## TAREFA A
No relato sobre o travamento e as dores, por volta de que ano aconteceu o primeiro travamento geral?
## TAREFA B
Reproduza, do relato sobre o travamento e as dores, o trecho que vai de "Muita coisa acontecia: nessa" até "precisava pesar. Pesou.".
## TAREFA C
Dê continuidade ao relato sobre o travamento e as dores, começando logo depois da última frase apresentada.

Escondi até mais ou menos 2007, quando rolou o primeiro travamento geral: eu senti a coisa ficando rígida, rígida, até que não consegui ficar reta. eu era uma pessoa curvada para o lado direito, com fortíssimas dores e dificuldades em andar. Tomei muito analgésico, muito relaxante muscular, fiz fisioterapia e voltei a nadar. E enquanto cabra-macho, agüentava a dor e ia trabalhar. Daí que, poucos meses depois, a dor parou.

Muita coisa acontecia: nessa época eu tinha enfrentamentos grandes com minha chefia, precisei voltar a morar na casa da minha mãe, pegava trem lotado pra chegar ao trabalho e tinha um namoro em ruínas. Minha vida estava um caos e em algum lugar a coisa precisava pesar. Pesou.

## LINHAS APRESENTADAS
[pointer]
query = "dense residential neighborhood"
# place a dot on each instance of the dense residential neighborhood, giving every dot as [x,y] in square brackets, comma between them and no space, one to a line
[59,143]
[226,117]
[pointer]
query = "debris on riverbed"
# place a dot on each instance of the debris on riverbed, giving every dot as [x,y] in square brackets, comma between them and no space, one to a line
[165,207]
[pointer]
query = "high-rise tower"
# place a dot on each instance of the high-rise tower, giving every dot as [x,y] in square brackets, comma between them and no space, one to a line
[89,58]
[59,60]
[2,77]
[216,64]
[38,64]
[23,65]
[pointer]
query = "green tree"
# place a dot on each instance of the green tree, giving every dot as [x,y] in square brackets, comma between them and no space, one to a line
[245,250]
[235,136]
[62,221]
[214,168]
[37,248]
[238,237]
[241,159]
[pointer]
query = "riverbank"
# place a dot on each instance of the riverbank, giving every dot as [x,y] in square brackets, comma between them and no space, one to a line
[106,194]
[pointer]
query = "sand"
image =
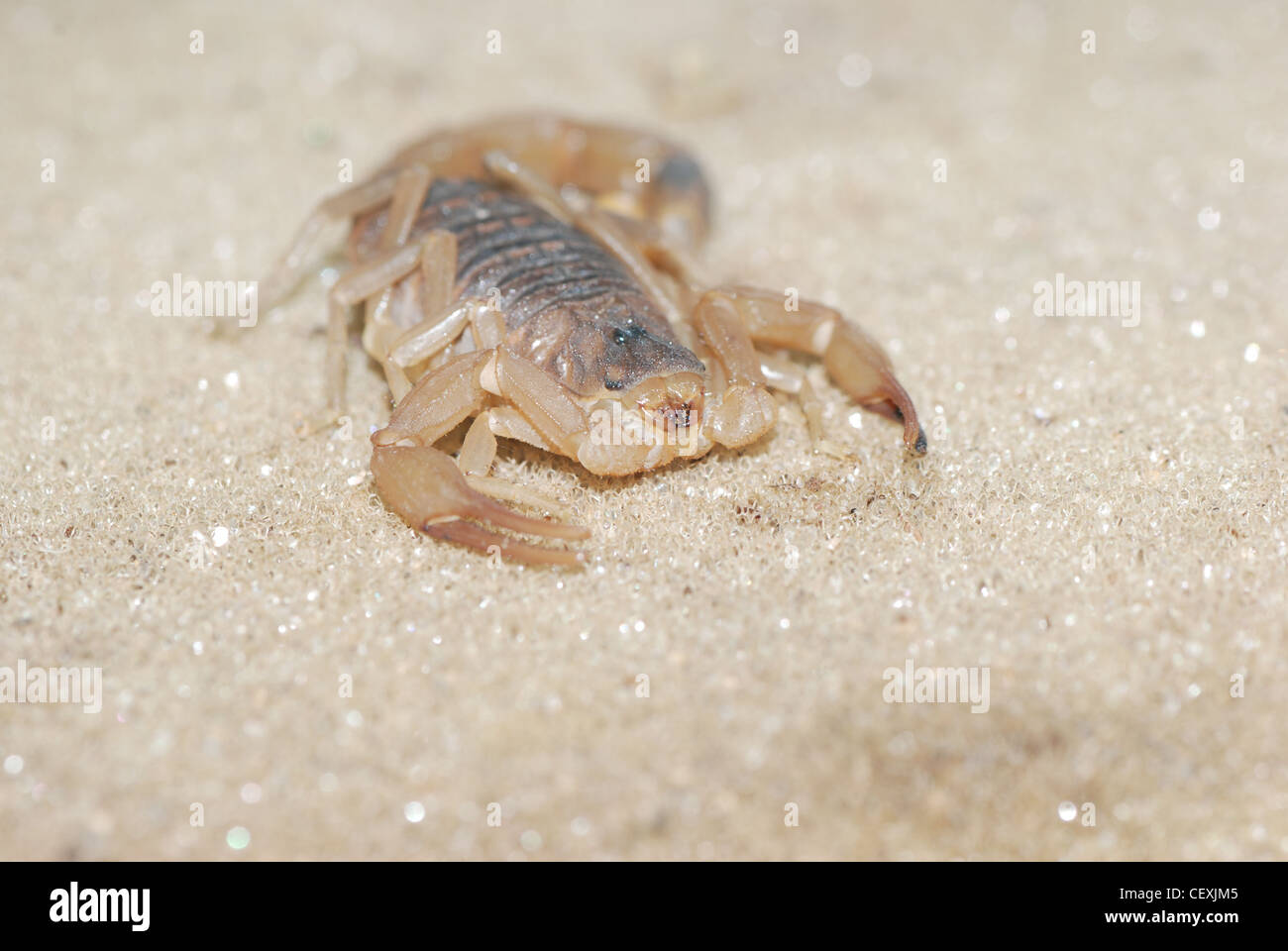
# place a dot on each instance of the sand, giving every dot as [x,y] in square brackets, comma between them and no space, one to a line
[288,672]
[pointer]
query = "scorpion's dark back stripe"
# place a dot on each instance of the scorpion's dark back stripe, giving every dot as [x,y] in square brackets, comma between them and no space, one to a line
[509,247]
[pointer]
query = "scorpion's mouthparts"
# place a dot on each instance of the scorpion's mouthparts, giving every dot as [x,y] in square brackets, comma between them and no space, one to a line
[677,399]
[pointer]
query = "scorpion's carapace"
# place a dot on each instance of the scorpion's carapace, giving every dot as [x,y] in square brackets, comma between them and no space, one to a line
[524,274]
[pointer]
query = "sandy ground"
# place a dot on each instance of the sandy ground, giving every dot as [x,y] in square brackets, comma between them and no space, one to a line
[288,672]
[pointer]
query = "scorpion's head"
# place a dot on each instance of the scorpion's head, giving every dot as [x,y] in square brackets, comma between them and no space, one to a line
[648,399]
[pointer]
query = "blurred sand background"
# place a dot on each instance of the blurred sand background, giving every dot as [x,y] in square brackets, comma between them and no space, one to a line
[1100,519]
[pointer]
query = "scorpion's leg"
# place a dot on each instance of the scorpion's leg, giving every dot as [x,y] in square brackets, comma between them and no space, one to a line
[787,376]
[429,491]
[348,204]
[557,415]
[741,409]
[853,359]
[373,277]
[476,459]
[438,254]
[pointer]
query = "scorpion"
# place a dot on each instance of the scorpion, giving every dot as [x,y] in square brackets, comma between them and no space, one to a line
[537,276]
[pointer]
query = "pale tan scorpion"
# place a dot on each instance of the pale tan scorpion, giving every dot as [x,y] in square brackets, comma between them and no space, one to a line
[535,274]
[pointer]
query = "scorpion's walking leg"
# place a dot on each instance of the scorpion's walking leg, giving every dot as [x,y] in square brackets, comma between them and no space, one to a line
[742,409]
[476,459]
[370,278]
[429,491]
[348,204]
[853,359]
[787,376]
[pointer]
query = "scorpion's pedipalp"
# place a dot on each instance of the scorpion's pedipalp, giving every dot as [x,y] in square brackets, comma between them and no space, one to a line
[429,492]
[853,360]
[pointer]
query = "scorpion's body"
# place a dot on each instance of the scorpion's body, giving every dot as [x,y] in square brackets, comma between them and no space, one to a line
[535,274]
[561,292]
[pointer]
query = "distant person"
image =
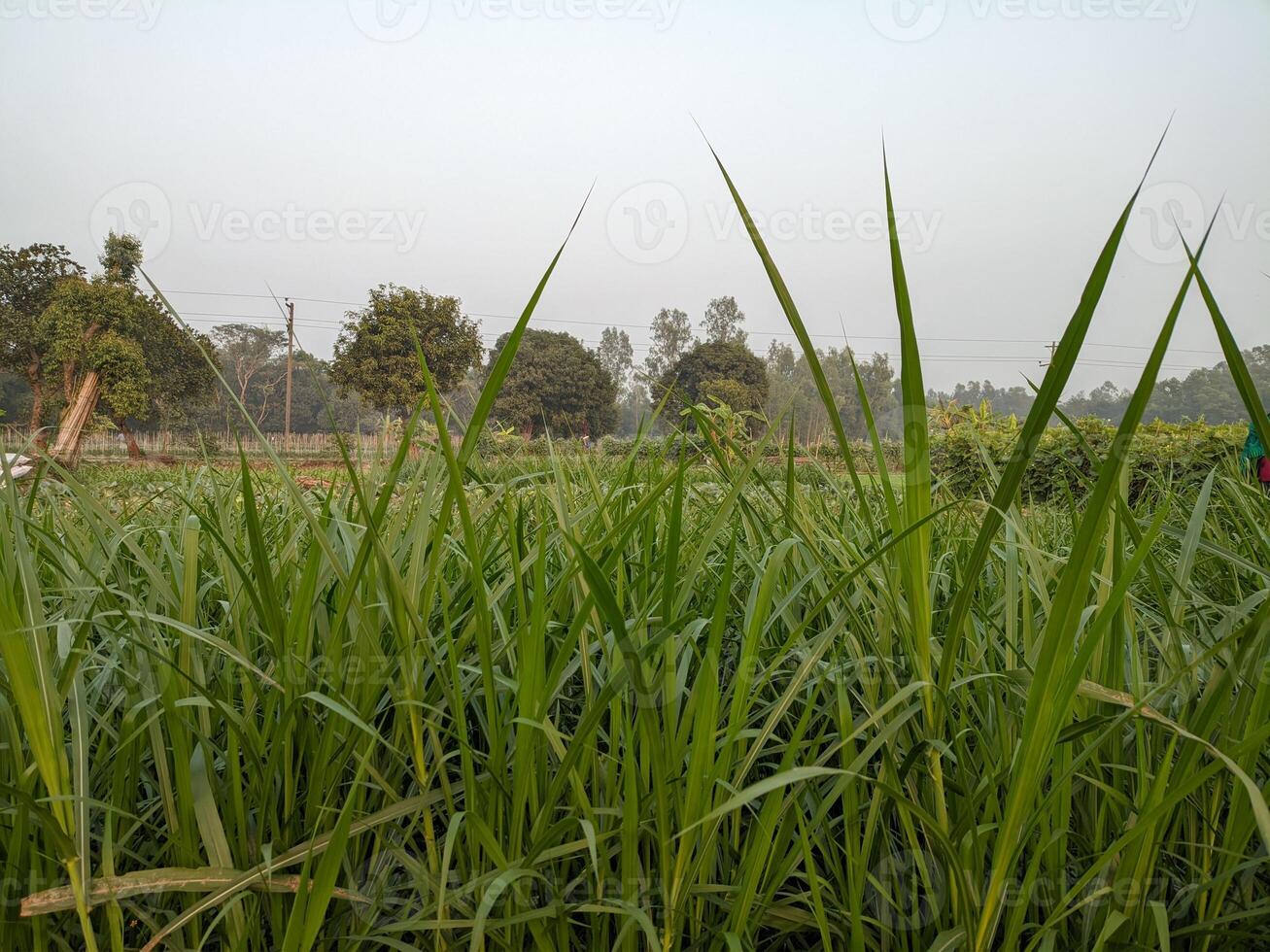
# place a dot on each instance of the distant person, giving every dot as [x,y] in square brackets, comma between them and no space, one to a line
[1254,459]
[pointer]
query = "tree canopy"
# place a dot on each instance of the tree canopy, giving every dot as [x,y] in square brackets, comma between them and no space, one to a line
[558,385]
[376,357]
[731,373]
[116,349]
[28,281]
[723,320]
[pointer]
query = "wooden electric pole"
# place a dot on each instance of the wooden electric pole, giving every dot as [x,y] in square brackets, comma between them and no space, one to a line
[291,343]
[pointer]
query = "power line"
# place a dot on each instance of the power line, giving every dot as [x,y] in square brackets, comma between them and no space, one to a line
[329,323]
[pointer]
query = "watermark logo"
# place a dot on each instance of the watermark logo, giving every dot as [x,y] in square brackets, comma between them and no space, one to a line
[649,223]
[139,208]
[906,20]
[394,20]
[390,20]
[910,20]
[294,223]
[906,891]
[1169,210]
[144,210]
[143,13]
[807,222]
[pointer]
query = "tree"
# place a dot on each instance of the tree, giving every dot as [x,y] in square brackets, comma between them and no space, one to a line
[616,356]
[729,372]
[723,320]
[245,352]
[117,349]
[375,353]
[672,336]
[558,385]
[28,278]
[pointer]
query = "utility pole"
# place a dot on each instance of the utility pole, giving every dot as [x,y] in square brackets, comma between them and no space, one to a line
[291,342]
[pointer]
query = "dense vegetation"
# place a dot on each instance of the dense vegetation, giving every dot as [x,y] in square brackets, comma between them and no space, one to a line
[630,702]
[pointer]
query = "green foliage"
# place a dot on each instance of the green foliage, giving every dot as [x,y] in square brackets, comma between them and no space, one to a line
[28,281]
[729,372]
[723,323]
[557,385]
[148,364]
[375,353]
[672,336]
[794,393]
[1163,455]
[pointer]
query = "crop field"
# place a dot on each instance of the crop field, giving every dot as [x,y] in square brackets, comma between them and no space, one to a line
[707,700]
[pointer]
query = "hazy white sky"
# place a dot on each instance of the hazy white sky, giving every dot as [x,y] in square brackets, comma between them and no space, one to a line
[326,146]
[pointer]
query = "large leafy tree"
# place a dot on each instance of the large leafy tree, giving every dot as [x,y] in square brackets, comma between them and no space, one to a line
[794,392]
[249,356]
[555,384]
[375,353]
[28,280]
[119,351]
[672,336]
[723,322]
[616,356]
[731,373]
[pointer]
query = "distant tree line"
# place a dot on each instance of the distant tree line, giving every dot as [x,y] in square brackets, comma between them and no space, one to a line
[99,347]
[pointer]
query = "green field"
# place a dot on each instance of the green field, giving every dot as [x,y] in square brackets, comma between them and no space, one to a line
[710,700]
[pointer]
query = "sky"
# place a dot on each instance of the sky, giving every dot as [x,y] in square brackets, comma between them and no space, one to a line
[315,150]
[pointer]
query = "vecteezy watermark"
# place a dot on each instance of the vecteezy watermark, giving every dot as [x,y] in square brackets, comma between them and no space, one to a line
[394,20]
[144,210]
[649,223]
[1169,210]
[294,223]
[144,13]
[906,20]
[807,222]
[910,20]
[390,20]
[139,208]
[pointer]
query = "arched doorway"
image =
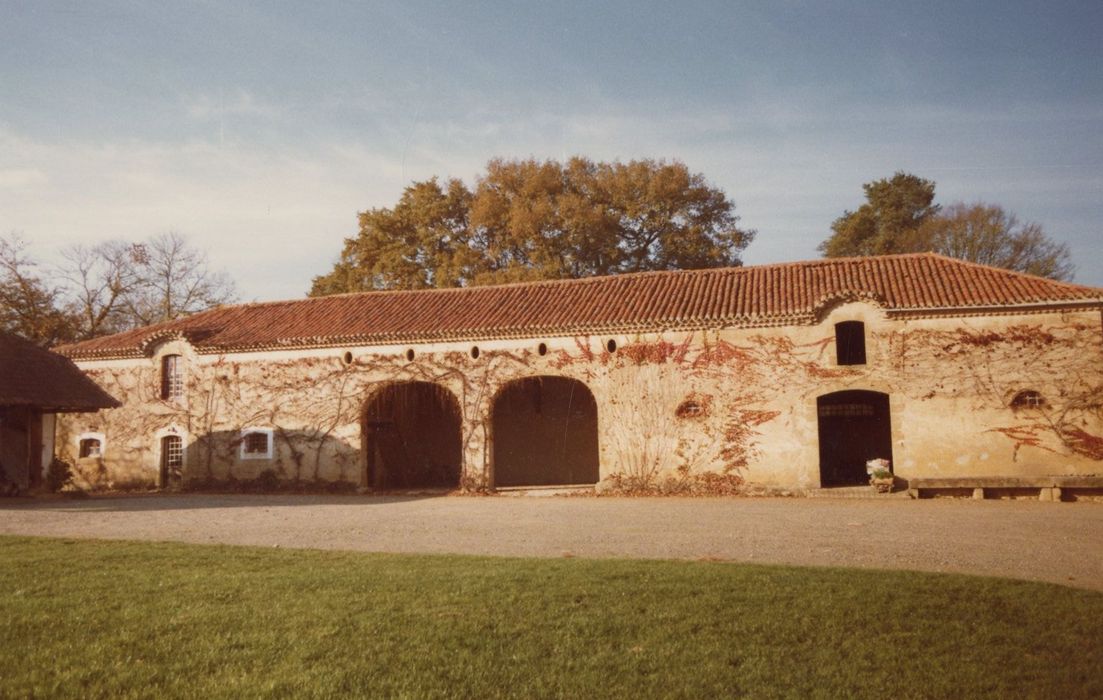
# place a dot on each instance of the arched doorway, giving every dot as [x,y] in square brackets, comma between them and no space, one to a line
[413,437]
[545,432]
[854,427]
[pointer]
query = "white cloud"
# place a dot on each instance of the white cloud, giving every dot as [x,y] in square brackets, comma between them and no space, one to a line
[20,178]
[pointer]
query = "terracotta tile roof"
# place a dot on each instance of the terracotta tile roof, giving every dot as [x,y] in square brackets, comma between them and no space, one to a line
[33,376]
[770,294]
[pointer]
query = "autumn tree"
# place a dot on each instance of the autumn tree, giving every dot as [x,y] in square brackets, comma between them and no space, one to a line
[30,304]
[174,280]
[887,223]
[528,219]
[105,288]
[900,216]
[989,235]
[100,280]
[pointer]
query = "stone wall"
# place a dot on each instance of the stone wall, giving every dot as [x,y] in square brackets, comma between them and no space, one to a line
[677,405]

## RESPOSTA A
Por volta de 2007.

## RESPOSTA B
Muita coisa acontecia: nessa época eu tinha enfrentamentos grandes com minha chefia, precisei voltar a morar na casa da minha mãe, pegava trem lotado pra chegar ao trabalho e tinha um namoro em ruínas. Minha vida estava um caos e em algum lugar a coisa precisava pesar. Pesou.

## RESPOSTA C
Mas agora não: tenho uma vida bacana, com um marido maravilhoso que me faz feliz. Tenho uma casa bonita, e moro super bem. Meu trabalho? Tenho uma chefe inteligente e humana, e umas parceiras que fazem valer a pena. E incrivelmente eu travei de novo.

E eu to aqui, com dor, há duas semanas. Passei uma noite na Santa Casa, sofrendo o descaso da saúde pública. Fui ao hospital que eu pago, mensalmente, e muito bem, o Hospital do Servidor Municipal, onde sim, eu fui bem atendida mas pronto atendimento é essa merda aí, o cara te receita injeções fortes e te dá uma licença médica. No meu caso, tirei duas, pois a terceira só é possível depois de passar por uma pericia médica. E imagina só, eu, funcionaria exemplar, passando em pericia para ver se eu estou apta? É quase a morte, hein?

E no mais, fico constantemente pensando sobre o limite da dor: ora, eu consigo caminhar, em passos lentíssimos, e consigo sentar e levantar de uma cadeira. A perna formiga muito, mas eu consigo me manter em pé. Eu devo ou não ir trabalhar? Eu engulo seco ou admito minha fragilidade?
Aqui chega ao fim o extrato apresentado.